» **Data provided**:

***

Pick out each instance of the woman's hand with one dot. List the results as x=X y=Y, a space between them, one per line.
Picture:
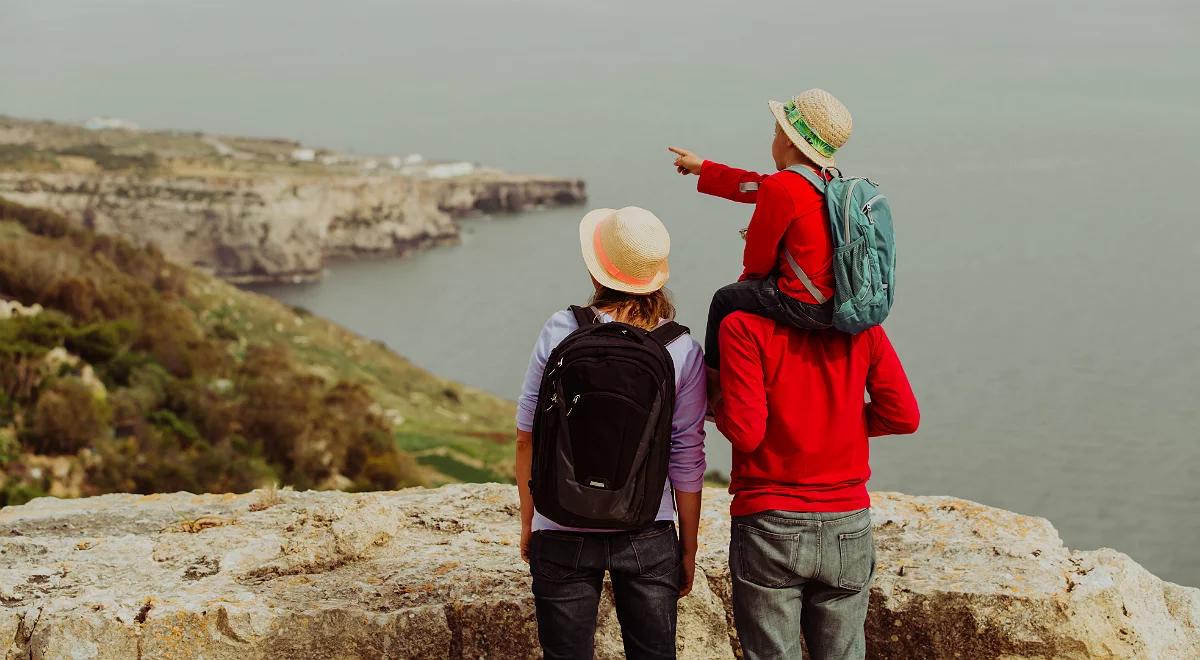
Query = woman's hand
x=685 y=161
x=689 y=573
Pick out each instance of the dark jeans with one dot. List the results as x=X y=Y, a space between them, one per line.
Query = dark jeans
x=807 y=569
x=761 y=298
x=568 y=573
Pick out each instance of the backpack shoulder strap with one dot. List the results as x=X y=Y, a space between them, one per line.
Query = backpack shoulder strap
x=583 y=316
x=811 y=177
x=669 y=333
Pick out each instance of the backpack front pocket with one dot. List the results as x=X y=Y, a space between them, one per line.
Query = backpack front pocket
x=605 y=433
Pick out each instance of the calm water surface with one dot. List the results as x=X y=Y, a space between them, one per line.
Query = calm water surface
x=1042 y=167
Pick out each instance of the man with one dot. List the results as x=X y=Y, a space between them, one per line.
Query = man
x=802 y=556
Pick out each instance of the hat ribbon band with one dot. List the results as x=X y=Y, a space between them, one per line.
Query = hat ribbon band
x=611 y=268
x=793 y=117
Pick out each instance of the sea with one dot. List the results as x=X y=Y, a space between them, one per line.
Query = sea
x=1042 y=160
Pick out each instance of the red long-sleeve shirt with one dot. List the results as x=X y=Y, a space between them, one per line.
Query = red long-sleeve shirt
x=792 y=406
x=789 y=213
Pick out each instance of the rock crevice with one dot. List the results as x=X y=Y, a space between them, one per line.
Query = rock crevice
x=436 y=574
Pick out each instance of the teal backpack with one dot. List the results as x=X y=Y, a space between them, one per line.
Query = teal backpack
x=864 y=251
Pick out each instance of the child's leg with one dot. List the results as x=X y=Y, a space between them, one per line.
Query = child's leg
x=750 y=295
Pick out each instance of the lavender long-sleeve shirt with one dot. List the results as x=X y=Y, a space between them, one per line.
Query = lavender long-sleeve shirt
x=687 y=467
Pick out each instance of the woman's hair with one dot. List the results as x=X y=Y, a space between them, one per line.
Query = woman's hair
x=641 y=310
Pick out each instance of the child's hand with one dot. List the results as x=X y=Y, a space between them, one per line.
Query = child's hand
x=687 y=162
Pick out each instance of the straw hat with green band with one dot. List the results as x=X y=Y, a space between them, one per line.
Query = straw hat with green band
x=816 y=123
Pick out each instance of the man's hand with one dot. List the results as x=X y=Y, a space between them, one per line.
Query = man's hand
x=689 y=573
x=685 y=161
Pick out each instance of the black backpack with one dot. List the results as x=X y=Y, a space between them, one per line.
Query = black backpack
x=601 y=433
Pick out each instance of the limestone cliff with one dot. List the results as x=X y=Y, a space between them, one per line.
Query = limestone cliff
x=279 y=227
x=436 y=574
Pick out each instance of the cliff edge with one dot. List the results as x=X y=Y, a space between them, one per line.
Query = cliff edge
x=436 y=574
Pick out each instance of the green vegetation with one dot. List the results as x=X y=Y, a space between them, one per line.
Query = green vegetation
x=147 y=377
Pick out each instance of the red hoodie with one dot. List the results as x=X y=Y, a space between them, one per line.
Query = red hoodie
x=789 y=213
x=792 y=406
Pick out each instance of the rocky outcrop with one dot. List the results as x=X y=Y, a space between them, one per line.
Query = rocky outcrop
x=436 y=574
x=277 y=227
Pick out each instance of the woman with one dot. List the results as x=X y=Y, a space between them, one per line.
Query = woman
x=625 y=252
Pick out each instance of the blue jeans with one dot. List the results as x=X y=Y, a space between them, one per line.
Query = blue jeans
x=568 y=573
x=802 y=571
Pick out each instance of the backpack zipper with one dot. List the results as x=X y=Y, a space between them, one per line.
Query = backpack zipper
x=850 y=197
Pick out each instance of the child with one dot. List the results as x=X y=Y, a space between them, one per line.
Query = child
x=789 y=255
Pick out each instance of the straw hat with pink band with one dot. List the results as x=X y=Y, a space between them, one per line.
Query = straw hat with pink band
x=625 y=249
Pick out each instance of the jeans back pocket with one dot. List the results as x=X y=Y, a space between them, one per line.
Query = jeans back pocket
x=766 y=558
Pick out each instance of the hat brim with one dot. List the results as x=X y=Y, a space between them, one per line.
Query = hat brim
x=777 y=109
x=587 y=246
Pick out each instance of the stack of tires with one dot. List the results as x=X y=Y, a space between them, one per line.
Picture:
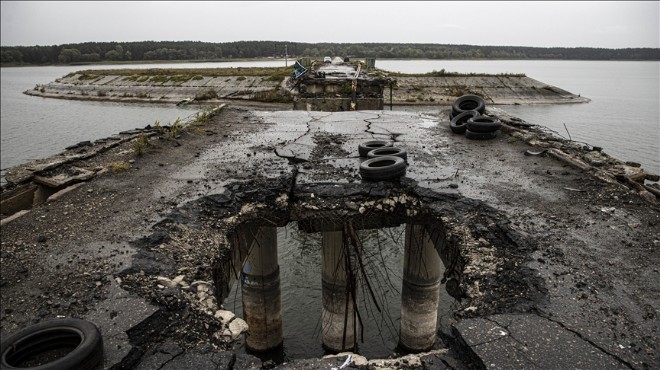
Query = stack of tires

***

» **Exercise instructions**: Once the pictures are set aside, transcribe the remaining lines above exactly.

» **Answer space**:
Pick out each instance of the woman's hand with one dot. List the results as x=X y=Y, a space between them, one per line.
Picture:
Query = woman's hand
x=685 y=161
x=689 y=573
Pick out each instance of the dark jeans with one dot. List the results as x=X y=Y, a space between them, one per line.
Query = dark jeans
x=807 y=569
x=761 y=298
x=568 y=573
Pick out each instance of the backpack shoulder strap with one dot. List the results as x=X y=Y, a space between them, one per line.
Query = backpack shoulder strap
x=583 y=316
x=811 y=177
x=669 y=333
Pick out each instance of the backpack front pocket with one dot. List the results as x=X y=Y, a space between them, one per line.
Query = backpack front pocket
x=605 y=433
Pick out each instance of the calm water surface with one dot. List the results as x=X y=Y, a space between them, one per line.
Query = calm water surface
x=1042 y=167
Pick out each instance of the man with one dot. List the results as x=X y=Y, a space between them, one per line.
Query = man
x=802 y=556
Pick out each instance of the hat ribbon band with one dot. List the results as x=X y=Y, a space between them, one per line.
Query = hat ribbon band
x=611 y=268
x=793 y=117
Pick out each instance of the sea with one dot. List the results as x=X y=Y, a space between them, one per line.
Query = sea
x=1042 y=160
Pick out each instance of the red long-sleeve shirt with one dot. List the results as x=X y=Y, a space between them, one per line.
Query = red long-sleeve shirt
x=792 y=406
x=789 y=213
Pick out each instance of the rock crevice with one dot. List the results as x=X y=Y, a space between them, one per line.
Query = rock crevice
x=436 y=574
Pick out each instance of the teal backpack with one dot. List the results as x=X y=Y, a space between them, one per line.
Query = teal backpack
x=864 y=251
Pick out each instance of the child's leg with one dot. List the results as x=X y=Y, a space between them, one per line.
Query = child's leg
x=750 y=295
Pick out each instance of the lavender long-sleeve shirt with one dot. List the results as x=X y=Y, a space between them, one per line.
Query = lavender long-sleeve shirt
x=687 y=467
Pick out each instance of the woman's hair with one dot. List the results as x=X y=Y, a space between them, one per line.
Query = woman's hair
x=641 y=310
Pick out each instance of the child's hand with one dot. List the results as x=X y=Y, a space between them, one per line.
Query = child's hand
x=687 y=162
Pick out each instance of the straw hat with green band with one dot. List the results as x=X y=Y, a space between them, one per line.
Query = straw hat with green band
x=816 y=123
Pick out each instance of the man's hand with one dot. List the results as x=X y=Y, a space between them, one per line.
Query = man's hand
x=689 y=573
x=685 y=161
Pick out each instance of the black backpack with one dot. List the results as x=X y=Y, a space between them, one per line.
Query = black backpack
x=601 y=433
Pick out each instance of the limestone cliff with one dot. List the results as x=X y=Y, a space between them, one per line.
Query = limestone cliff
x=279 y=227
x=436 y=574
Pick out each instance of the cliff edge with one dot. List the results as x=X y=Y, a space between them, one per line.
Query = cliff edge
x=436 y=574
Pick out each instance of the green vegetation with one dot. List the results as x=X y=Y, a space between them, one per line.
Query = green vegetation
x=147 y=377
Pick out each instance of the red hoodie with one dot. List the results as x=X y=Y, a space between them, one per line.
Query = red hoodie
x=789 y=213
x=792 y=406
Pick out each instance of the rocky outcrop with one dot. List the results as x=X y=Y, a space between them, one per line.
Query = rocky outcrop
x=436 y=574
x=277 y=227
Pick out each instance of the woman with one dot. List the results as x=X y=Y, a space between them, one per line.
Query = woman
x=625 y=252
Pick out each instance of the blue jeans with one dot. List the results as x=X y=Y, a space between them, one per line.
Query = blue jeans
x=568 y=573
x=802 y=571
Pick out each instance of the backpack zipper with one dot. List the results as x=X y=Y, a space between them, one per line.
Query = backpack zipper
x=850 y=197
Pick out each instance of the child with one dot. List the results as x=X y=Y, a space between them, one per line.
Query = child
x=789 y=255
Pick out each instance of the straw hat with pink band with one dot. List the results as x=X y=Y, a space between them, one per line.
Query = straw hat with pink band
x=625 y=249
Pick out each instance of the jeans back pocket with one dot. List the results as x=X y=Y, a space between them, one per line.
Query = jeans back pocket
x=766 y=558
Pick out each instance of the hat brim with one dot. List the results as x=X y=Y, a space between them, one per line.
Query = hat brim
x=777 y=109
x=587 y=246
Pick out each instance of the stack of tires with one dot. List the results as x=X y=Y, a space between them, one per line.
Picture:
Query = stack of tires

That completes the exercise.